**Task details**
Word for word, retype the first line of the records and every following line through the one containing "like point(720, 657)".

====== Supplied records

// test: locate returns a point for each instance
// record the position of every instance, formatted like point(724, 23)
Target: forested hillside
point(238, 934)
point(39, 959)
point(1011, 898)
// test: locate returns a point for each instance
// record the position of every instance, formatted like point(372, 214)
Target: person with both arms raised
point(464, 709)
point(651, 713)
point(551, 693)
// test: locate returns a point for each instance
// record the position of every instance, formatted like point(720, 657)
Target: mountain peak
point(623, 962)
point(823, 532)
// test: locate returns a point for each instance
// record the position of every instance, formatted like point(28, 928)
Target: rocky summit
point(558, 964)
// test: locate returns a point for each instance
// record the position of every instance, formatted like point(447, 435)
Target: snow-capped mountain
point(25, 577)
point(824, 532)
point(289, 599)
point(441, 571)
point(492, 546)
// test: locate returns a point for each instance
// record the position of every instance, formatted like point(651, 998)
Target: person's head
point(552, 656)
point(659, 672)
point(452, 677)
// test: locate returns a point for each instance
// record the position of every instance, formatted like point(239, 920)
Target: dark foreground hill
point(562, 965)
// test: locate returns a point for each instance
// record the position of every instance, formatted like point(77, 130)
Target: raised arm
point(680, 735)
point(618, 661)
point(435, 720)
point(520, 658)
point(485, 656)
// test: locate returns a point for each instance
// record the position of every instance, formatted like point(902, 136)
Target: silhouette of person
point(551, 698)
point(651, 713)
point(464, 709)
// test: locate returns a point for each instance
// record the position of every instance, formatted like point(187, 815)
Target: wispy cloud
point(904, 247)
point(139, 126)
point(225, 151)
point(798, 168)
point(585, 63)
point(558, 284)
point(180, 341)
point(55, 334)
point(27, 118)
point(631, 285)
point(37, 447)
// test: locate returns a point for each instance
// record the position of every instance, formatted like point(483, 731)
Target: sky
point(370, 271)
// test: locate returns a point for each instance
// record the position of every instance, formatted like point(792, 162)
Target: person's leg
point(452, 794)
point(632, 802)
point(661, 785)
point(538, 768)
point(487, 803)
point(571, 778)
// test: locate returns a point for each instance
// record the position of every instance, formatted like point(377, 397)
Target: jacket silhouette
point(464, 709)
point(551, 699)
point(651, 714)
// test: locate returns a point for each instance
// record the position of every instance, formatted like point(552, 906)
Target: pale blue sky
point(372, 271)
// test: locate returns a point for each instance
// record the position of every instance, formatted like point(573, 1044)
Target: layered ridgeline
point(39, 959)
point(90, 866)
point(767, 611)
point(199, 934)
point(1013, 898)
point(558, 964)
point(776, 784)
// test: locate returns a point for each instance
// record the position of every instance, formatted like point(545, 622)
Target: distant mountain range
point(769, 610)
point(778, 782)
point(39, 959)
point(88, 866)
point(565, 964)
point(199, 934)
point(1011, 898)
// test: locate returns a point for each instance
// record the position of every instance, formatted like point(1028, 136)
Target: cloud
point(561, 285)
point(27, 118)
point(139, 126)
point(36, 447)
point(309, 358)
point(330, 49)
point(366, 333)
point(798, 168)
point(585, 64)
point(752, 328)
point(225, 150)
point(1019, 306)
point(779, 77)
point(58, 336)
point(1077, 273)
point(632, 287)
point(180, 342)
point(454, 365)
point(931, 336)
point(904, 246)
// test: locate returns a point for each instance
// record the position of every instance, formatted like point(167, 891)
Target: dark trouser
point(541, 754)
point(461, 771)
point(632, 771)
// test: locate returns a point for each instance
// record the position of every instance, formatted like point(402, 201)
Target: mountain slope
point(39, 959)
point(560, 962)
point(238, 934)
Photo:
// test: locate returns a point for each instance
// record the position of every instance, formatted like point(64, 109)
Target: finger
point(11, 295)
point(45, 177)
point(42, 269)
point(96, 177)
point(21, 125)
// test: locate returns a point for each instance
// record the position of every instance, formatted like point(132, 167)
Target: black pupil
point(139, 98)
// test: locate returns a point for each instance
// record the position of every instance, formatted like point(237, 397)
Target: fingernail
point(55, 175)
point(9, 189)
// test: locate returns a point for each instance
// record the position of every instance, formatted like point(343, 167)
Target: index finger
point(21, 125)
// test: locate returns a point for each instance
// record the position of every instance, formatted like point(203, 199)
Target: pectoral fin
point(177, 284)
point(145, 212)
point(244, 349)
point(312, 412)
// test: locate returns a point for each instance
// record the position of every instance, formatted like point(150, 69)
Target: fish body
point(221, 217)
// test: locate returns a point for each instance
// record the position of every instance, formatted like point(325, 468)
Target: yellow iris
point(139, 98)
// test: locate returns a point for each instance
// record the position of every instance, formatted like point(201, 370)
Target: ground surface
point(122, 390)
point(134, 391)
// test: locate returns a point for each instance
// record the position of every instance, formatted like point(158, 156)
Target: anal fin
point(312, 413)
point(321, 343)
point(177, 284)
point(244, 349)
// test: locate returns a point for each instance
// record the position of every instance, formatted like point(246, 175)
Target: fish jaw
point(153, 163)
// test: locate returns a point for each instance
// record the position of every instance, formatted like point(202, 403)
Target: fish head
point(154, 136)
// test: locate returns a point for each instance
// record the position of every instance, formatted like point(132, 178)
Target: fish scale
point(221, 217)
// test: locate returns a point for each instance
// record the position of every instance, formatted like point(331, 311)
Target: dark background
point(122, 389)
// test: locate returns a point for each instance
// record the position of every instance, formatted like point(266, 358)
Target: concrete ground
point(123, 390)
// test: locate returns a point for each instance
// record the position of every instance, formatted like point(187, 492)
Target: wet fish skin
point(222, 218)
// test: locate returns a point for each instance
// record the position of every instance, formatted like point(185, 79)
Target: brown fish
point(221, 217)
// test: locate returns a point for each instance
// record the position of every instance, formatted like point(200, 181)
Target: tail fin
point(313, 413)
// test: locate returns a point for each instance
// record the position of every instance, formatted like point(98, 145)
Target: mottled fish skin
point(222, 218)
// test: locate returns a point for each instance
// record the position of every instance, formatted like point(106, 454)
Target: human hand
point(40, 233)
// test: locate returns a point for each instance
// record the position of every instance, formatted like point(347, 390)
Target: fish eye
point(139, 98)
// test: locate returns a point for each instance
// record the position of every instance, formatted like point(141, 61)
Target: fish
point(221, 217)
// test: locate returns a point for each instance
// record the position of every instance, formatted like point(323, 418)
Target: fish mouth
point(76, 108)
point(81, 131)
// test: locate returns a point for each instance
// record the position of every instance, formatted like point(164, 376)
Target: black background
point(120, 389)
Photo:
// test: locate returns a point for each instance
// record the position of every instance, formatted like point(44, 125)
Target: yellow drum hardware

============

**Task answer**
// test: locate returns a point for each instance
// record the position of every instance, formatted like point(724, 23)
Target: forested hillside
point(238, 934)
point(39, 959)
point(1011, 898)
// test: locate returns a point for each instance
// record the position of every instance, formatted like point(372, 214)
Target: person with both arms raised
point(464, 709)
point(651, 713)
point(551, 693)
// test: locate returns a point for each instance
// record the position of every instance, formatted like point(720, 657)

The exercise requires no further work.